> _EXERCISE_:
Copy the complete listing that follows, letter for letter.
:: DATASET
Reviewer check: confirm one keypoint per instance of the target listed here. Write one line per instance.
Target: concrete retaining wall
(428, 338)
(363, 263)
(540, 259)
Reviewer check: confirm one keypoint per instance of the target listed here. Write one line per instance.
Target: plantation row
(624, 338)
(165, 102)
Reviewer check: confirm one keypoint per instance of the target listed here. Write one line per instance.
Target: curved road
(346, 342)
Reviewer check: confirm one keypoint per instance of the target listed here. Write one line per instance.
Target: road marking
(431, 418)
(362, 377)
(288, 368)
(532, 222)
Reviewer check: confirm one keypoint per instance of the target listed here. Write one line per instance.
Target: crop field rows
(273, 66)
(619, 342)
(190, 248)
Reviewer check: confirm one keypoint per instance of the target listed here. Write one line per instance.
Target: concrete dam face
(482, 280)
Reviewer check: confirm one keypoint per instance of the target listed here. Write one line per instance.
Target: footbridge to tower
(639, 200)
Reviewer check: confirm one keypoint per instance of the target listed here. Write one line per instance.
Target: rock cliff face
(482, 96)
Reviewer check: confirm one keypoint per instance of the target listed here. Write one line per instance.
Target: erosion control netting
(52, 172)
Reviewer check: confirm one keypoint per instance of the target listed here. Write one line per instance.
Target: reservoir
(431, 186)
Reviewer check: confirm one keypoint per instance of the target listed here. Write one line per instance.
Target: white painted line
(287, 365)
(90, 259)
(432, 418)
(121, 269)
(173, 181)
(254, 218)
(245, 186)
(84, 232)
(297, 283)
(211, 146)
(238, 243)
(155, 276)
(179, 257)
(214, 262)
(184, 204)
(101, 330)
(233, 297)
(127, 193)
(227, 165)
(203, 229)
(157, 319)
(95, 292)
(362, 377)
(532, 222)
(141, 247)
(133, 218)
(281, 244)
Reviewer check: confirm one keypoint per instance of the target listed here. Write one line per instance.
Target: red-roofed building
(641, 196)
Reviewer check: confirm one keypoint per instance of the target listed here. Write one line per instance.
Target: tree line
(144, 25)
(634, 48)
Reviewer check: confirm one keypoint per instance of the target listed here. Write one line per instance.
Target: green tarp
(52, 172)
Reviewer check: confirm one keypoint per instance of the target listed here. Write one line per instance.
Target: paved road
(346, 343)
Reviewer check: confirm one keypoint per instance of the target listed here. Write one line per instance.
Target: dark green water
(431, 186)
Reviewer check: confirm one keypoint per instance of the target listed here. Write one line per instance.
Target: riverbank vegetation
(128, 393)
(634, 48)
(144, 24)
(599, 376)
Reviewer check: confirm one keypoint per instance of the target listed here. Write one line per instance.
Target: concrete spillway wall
::::
> _ANSWER TO THIS PROBLEM_:
Reviewer check: confirm one keypoint per instance of the target listed here. Write one line per instance.
Target: concrete retaining wall
(428, 338)
(363, 263)
(540, 259)
Reviewer check: confirm one keypoint per instance of the target listed here. Write one line per instance.
Target: plantation row
(624, 338)
(165, 102)
Reviewer check: confirm one keypoint per instance of the target listed here. Write one line per instance.
Target: curved road
(346, 342)
Reviewer check: confirm one keypoint per instance of the target listed here. Write one line per instance.
Target: road marking
(431, 418)
(362, 377)
(288, 368)
(532, 222)
Reviewer check: confirm one keypoint per instance of the target listed here. Write one line per instance.
Target: crop field rows
(273, 66)
(619, 342)
(190, 248)
Reviewer check: confirm one keypoint per instance of the target listed here. Write one line per instance.
Target: concrete dam face
(482, 280)
Reviewer check: confirm one keypoint per instance of the target listed here. Write one line per instance.
Target: footbridge to tower
(639, 200)
Reviewer check: confirm one keypoint per instance of the target listed here. Write one line per instance.
Target: rock cliff face
(482, 96)
Reviewer check: confirm one keypoint per instance of the target listed here. Write one line per instance.
Target: erosion control netting
(52, 172)
Reviewer check: confirm one keypoint per instance of the target listed here. Write one line per instance.
Target: reservoir
(431, 186)
Reviewer check: confirm one keypoint per instance of the target listed here. Write one line per instance.
Target: white painted line
(287, 365)
(90, 259)
(432, 418)
(121, 269)
(173, 181)
(254, 218)
(245, 186)
(84, 232)
(297, 283)
(211, 146)
(238, 243)
(155, 276)
(179, 257)
(214, 262)
(184, 204)
(101, 330)
(233, 297)
(127, 193)
(227, 165)
(203, 229)
(157, 319)
(95, 292)
(362, 377)
(532, 222)
(141, 247)
(133, 218)
(281, 244)
Reviewer check: confirm one keypoint per instance of the target listed here. Write one line per instance.
Target: red-roofed building
(641, 196)
Reviewer check: confirm one keypoint per instance of the target listed here. Write one line per instance.
Target: tree line
(144, 25)
(634, 48)
Reviewer check: confirm one keypoint per instance of the target listed here. Write one line per instance.
Target: green tarp
(52, 172)
Reviewer check: confirm one keypoint per instance of the target listed here. Write one line per instance.
Target: paved road
(346, 343)
Reviewer check: confirm one keypoint per instance of the target listed here. Write one line per instance.
Target: dark green water
(431, 186)
Reviewer check: confirm one keypoint per instance of the target listed here. Write one line per instance.
Target: riverbank vegetation
(128, 393)
(634, 48)
(144, 24)
(599, 376)
Reviewer check: confirm one keypoint per instance of the target listed here. Write one line per instance.
Target: concrete spillway wall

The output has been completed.